╔══

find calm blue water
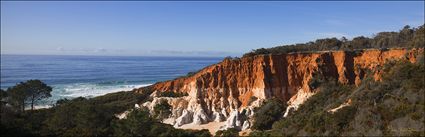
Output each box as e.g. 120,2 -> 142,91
1,55 -> 222,104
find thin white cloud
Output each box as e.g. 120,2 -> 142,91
324,19 -> 347,26
307,32 -> 352,39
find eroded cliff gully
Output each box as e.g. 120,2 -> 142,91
134,48 -> 424,130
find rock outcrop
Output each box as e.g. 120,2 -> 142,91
140,48 -> 424,129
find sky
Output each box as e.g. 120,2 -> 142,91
1,1 -> 424,56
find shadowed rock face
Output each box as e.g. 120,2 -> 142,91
137,48 -> 423,130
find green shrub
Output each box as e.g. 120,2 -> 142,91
252,99 -> 286,130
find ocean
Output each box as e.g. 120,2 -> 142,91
1,55 -> 223,107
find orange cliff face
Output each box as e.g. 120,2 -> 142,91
145,48 -> 423,108
135,48 -> 424,129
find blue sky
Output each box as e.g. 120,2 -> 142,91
1,1 -> 424,56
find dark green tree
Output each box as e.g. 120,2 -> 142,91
26,80 -> 52,110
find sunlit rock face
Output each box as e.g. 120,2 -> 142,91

╚══

Copy every line of the entries above verbatim, leaving out the pictures.

find calm blue water
Output each box as e.g. 120,2 -> 142,91
1,55 -> 222,104
find thin white cloud
Output each box as e.g. 120,2 -> 142,91
324,19 -> 347,26
307,32 -> 352,39
find eroded cliff gully
Output each box as e.g. 120,2 -> 142,91
134,48 -> 424,130
find rock outcrop
Output each box as e.g. 120,2 -> 142,91
140,48 -> 424,129
find sky
Output each box as e.g. 120,2 -> 142,91
1,1 -> 424,56
find shadowed rock face
Output each box as e.g. 120,2 -> 142,91
137,48 -> 423,130
find green shrub
Output each box as e.g. 120,2 -> 142,91
252,99 -> 286,130
find ocean
Output each box as e.g. 120,2 -> 142,91
1,55 -> 223,107
find orange cliff face
Output each box as e.g. 120,2 -> 142,91
145,48 -> 423,108
135,48 -> 424,129
find blue sky
Output each box as e.g. 120,2 -> 142,91
1,1 -> 424,56
find dark green tree
Output each box as e.g. 120,2 -> 142,91
26,80 -> 52,110
find sunlit rock face
Output each box as e.g. 120,2 -> 142,91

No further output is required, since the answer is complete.